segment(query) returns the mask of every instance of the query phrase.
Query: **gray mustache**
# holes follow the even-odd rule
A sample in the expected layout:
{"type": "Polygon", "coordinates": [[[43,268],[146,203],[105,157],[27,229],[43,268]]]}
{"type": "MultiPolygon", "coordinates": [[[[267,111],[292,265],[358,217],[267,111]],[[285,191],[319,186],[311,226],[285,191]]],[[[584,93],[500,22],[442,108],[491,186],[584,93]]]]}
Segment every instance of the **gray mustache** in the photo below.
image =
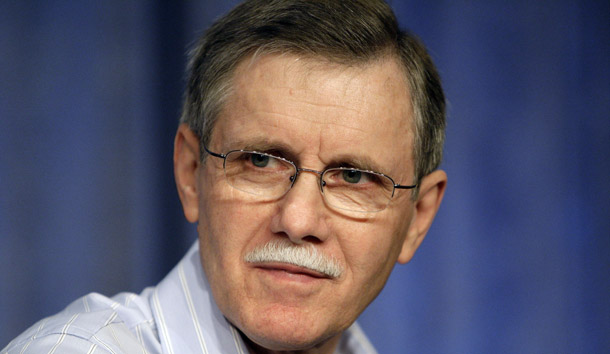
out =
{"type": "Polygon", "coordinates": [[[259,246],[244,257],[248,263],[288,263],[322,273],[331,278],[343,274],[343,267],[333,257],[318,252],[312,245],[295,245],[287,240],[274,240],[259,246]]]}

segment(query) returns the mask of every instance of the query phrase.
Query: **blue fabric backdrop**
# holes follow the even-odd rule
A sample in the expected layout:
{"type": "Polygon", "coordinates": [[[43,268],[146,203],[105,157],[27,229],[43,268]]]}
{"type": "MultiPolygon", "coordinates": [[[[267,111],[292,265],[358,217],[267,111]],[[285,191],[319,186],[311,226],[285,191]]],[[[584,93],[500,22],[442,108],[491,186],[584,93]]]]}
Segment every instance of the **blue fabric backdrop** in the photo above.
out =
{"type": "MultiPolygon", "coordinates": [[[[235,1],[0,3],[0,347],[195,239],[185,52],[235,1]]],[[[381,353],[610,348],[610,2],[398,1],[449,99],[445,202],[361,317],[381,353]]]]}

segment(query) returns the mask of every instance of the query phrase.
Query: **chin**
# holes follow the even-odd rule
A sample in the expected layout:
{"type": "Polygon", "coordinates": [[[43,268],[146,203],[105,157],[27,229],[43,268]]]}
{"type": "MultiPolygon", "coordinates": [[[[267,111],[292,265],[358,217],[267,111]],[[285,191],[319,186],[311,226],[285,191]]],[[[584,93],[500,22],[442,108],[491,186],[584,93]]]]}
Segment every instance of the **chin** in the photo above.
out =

========================

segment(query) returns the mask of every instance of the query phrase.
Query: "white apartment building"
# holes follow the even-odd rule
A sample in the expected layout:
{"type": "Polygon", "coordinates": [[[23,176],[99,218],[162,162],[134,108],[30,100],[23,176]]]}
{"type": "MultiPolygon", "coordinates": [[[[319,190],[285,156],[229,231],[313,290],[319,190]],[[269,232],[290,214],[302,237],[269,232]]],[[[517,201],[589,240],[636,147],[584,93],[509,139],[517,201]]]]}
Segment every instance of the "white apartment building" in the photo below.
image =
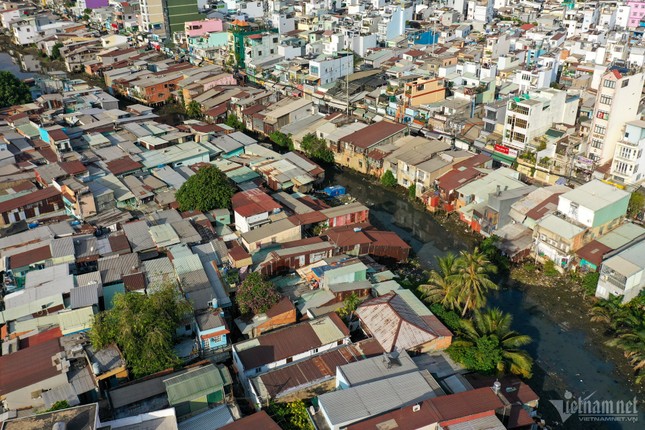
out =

========================

The task:
Among the lines of the listing above, which ones contain the word "gray"? Show them.

Answer to this exercise:
Query: **gray mustache**
Segment every instance of the **gray mustache** in the photo below.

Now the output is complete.